**Lesetext:**
%%

# JDBC -ODBC /java.sql.SQLException:



## Perhaps (11. August 2004)

Einen schönen guten Morgen euch da draußen.

Ich habe hier mit ein  paar Schwierigkeiten zu kämpfen, 
mein Ziel ist es aus Java auf eine MYSQL Datenbank zuzugreifen.
ICh lass schon allerhand FAQ's, jedoch ohne Erfolg. 
ICh benutze NetBeans IDE 3.6, habe es aber auch schon unter Borland JBuilerX versucht. 
mein Code sieht folgender maßen aus.

import java.io.BufferedReader;
import java.io.InputStreamReader;
import java.sql.*;

public class ShowSQLTable
{
   private static final String extendStringTo14( String s )
  {

    final String sFillStrWithWantLen = "              ";
    final int    iWantLen = sFillStrWithWantLen.length();
    if( s.length() < iWantLen )
      s = (s + sFillStrWithWantLen).substring( 0, iWantLen );
    return s;

  }

  // main()
  public static void main( String[] argv )
  {

    String sDbDriver=null, sDbUrl=null, sTable=null, sUsr="root", sPwd="XX";
    if( 3 <= argv.length )

%%

**Aufgaben bearbeiten:**
1. Fasse den Absatz im Forumsbeitrag, der mit „Ich habe hier mit ein“ beginnt, bitte als kurze Stichpunktliste zusammen.
2. Beantworte anhand des Forumsbeitrags diese Fragen:
(a) Welche Entwicklungsumgebung benutzt der Verfasser?
(b) Wie heißt die im Code definierte Klasse?
(c) Welcher Wert wird in main() der Variablen sUsr zugewiesen?
3. Führe den Forumsbeitrag über den Java-Zugriff auf eine MySQL-Datenbank nach der letzten gezeigten Zeile weiter.

Auszüge aus einem Datensatz mit Ortsannotationen
%%

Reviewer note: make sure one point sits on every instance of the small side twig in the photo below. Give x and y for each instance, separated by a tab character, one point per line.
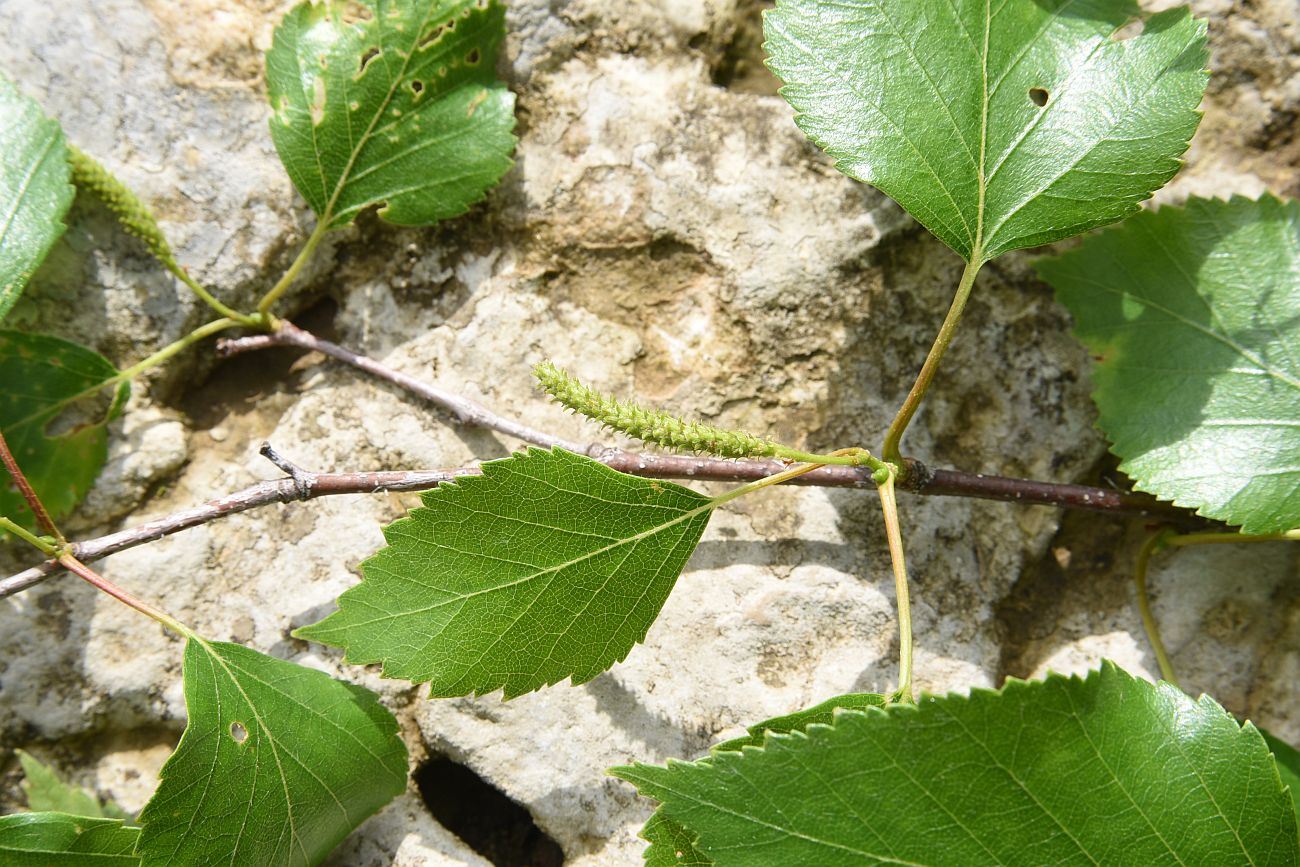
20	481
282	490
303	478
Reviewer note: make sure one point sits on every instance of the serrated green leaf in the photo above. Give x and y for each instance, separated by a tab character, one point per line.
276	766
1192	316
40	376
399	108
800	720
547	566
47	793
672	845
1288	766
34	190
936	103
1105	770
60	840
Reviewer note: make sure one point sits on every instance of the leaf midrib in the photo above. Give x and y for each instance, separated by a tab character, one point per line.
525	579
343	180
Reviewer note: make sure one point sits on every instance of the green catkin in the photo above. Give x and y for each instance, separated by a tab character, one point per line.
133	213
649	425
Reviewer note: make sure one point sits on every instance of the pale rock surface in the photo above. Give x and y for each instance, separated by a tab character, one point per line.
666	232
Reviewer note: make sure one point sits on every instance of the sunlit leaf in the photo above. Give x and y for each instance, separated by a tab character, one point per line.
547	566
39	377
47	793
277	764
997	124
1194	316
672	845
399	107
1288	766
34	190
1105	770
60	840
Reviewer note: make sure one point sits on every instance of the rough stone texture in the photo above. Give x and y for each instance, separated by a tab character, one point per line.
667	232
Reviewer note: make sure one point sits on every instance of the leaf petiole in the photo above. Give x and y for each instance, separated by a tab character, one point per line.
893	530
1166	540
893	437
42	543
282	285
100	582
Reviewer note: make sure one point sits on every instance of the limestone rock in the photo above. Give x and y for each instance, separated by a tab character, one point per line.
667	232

%%
%%

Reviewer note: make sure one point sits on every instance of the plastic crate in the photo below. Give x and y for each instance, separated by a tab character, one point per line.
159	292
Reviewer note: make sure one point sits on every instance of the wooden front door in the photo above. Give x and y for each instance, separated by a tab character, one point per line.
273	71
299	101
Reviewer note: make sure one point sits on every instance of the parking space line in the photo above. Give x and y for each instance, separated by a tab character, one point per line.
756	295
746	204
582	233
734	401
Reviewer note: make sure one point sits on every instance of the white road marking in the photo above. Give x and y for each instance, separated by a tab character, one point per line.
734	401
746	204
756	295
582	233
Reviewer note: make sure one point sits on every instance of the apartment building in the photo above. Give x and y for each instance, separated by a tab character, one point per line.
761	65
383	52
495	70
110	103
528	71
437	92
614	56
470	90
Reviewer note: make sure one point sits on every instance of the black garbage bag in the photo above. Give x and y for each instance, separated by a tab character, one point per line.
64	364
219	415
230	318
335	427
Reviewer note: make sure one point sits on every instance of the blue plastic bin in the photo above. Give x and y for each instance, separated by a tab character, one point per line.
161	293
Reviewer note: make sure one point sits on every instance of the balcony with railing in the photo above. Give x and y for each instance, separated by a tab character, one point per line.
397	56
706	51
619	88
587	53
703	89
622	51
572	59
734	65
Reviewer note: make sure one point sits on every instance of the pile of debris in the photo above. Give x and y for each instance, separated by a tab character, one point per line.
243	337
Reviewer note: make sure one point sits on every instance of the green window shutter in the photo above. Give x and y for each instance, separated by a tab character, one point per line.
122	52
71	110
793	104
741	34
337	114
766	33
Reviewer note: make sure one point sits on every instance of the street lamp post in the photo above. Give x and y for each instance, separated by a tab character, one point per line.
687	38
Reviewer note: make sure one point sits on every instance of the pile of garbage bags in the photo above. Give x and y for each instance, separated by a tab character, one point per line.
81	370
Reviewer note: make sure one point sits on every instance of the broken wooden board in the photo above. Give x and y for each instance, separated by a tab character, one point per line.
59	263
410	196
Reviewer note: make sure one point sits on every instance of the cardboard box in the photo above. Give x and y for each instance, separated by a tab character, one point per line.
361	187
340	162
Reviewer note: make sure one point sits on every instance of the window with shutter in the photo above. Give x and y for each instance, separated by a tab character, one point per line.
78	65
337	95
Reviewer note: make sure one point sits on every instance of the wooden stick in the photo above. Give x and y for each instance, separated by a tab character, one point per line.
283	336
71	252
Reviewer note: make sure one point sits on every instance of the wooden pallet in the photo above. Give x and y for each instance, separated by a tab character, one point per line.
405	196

%%

**Erwartete Ergebnisse:**
1.
- Ziel: aus Java auf eine MySQL-Datenbank zugreifen
- Zahlreiche FAQs gelesen, ohne Erfolg
- Verwendet NetBeans IDE 3.6, auch mit Borland JBuilerX versucht
- Der eigene Code folgt im Anschluss

2.
(a) NetBeans IDE 3.6
(b) ShowSQLTable
(c) "root"

3.
    {
      sDbDriver = argv[0];
      sDbUrl    = argv[1];
      sTable    = argv[2];
      if( 4 <= argv.length )  sUsr = argv[3];
      if( 5 <= argv.length )  sPwd = argv[4];
    }
    else
    {
     BufferedReader in = new BufferedReader(
           new InputStreamReader( System.in ) );

        System.out.println( "org.gjt.mm.mysql.Driver" );
        sDbDriver = ("org.gjt.mm.mysql.Driver");
        System.out.println( "jdbc:mysql://192.100.8.20:3306/intra" );
        sDbUrl = ( "jdbc:mysql://192.100.8.20:3306/intra" );
        System.out.println( "telefonbuch" );
        sTable = ( "telefonbuch" );

    }
    if( null != sDbDriver && 0 < sDbDriver.length() &&
        null != sDbUrl    && 0 < sDbUrl.length()    &&
        null != sTable    && 0 < sTable.length()    )
    {
      try {

Class.forName("org.gjt.mm.mysql.Driver"); 
        Connection cn = null;

        Connection con = DriverManager.getConnection   ( "jdbc:mysql://192.100.8.20:3306/intra");
        System.out.println( "telefonbuch:" );
        Statement  st = con.createStatement();

        ResultSet  rs = st.executeQuery( "select * from telefonbuch");
        ResultSetMetaData rsmd = rs.getMetaData();


        int i, n = rsmd.getColumnCount();
        for( i=0; i<n; i++ )
          System.out.print( "+---------------" );
        System.out.println( "+" );
        for( i=1; i<=n; i++ )    // Attention: first column with 1 instead of 0
          System.out.print( "| " + extendStringTo14( rsmd.getColumnName( i ) ) );
        System.out.println( "|" );
        for( i=0; i<n; i++ )
          System.out.print( "+---------------" );
        System.out.println( "+" );
        while( rs.next() )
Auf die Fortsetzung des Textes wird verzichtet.